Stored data
====

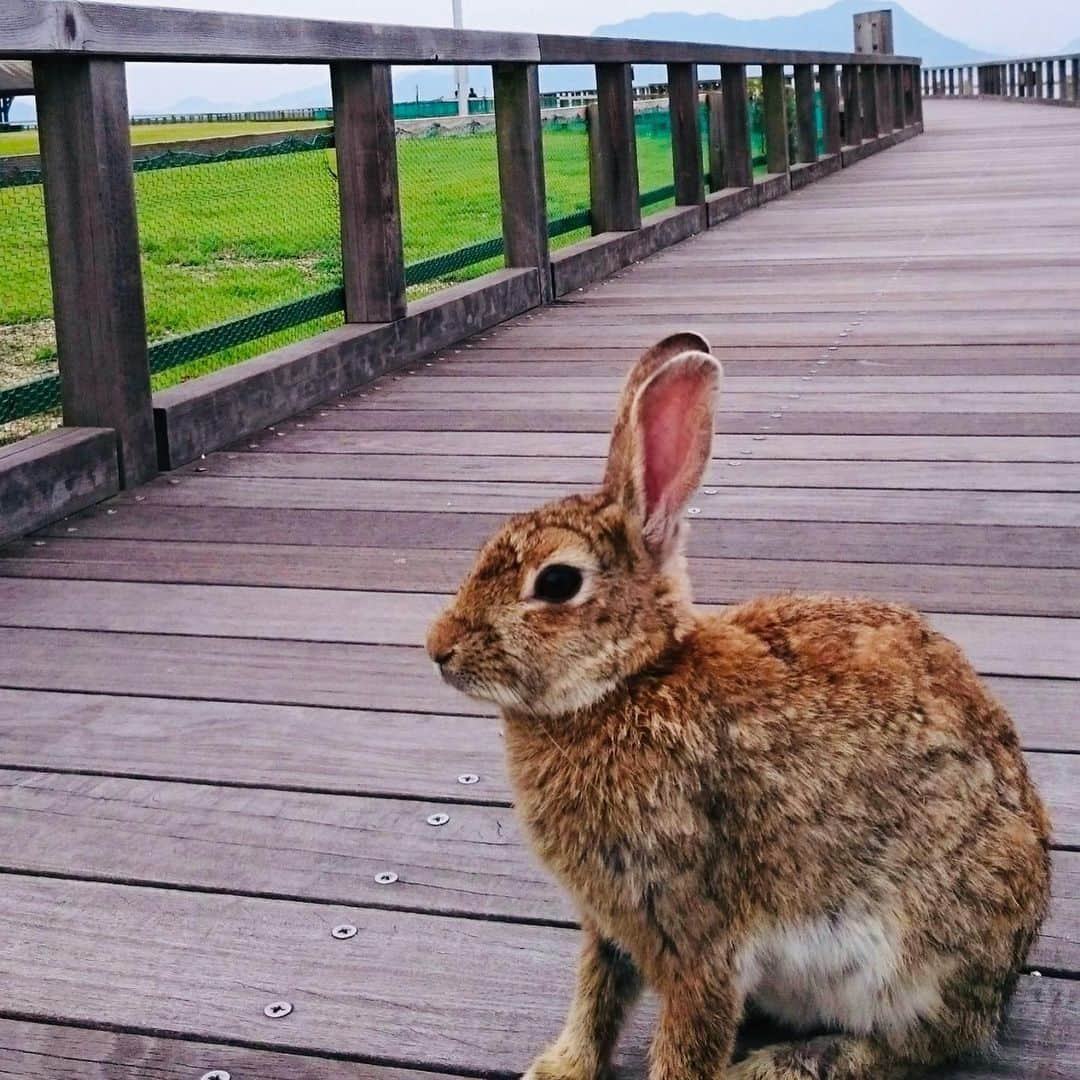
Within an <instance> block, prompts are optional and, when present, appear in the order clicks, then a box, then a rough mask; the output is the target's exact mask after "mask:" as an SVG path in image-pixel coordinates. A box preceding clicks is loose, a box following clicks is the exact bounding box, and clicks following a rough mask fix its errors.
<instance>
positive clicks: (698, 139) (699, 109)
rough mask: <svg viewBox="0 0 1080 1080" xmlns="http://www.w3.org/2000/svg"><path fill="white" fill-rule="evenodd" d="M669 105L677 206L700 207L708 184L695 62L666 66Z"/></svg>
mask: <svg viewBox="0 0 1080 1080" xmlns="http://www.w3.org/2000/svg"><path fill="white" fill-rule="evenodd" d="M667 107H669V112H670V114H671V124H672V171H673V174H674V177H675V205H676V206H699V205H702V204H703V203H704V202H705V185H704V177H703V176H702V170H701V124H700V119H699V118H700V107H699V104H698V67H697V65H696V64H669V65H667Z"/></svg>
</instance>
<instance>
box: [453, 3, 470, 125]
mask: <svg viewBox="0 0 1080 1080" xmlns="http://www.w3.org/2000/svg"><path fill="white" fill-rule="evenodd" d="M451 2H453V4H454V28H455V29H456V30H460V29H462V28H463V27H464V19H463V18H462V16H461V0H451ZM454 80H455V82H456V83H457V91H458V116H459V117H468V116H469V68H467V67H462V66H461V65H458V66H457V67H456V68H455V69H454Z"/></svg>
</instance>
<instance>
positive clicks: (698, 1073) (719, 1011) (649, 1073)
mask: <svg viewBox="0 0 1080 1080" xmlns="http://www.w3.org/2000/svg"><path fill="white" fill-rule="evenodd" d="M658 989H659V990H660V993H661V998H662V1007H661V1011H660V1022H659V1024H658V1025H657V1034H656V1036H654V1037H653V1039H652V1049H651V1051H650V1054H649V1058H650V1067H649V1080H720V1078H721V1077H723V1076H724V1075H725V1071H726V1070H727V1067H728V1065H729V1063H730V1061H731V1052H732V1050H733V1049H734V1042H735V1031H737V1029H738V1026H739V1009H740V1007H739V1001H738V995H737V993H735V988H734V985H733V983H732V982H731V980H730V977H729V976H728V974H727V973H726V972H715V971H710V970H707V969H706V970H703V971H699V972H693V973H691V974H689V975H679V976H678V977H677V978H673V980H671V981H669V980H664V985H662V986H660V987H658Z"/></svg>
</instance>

====

## Activity
Your reply should consist solely of the lines above, from the opening line through the line with "positive clicks: (698, 139) (699, 109)", reproduced exactly and without pictures.

## Written answer
Within an <instance> block, prompts are optional and, when present, appear in the order clicks, then a box, then a rough mask; the output is the target's exact mask after "mask:" as an SVG path in image-pixel coordinates. A box preceding clicks is loose, a box following clicks is the exact bounding box, and clicks following a rough mask fix its errors.
<instance>
positive clicks: (698, 139) (699, 109)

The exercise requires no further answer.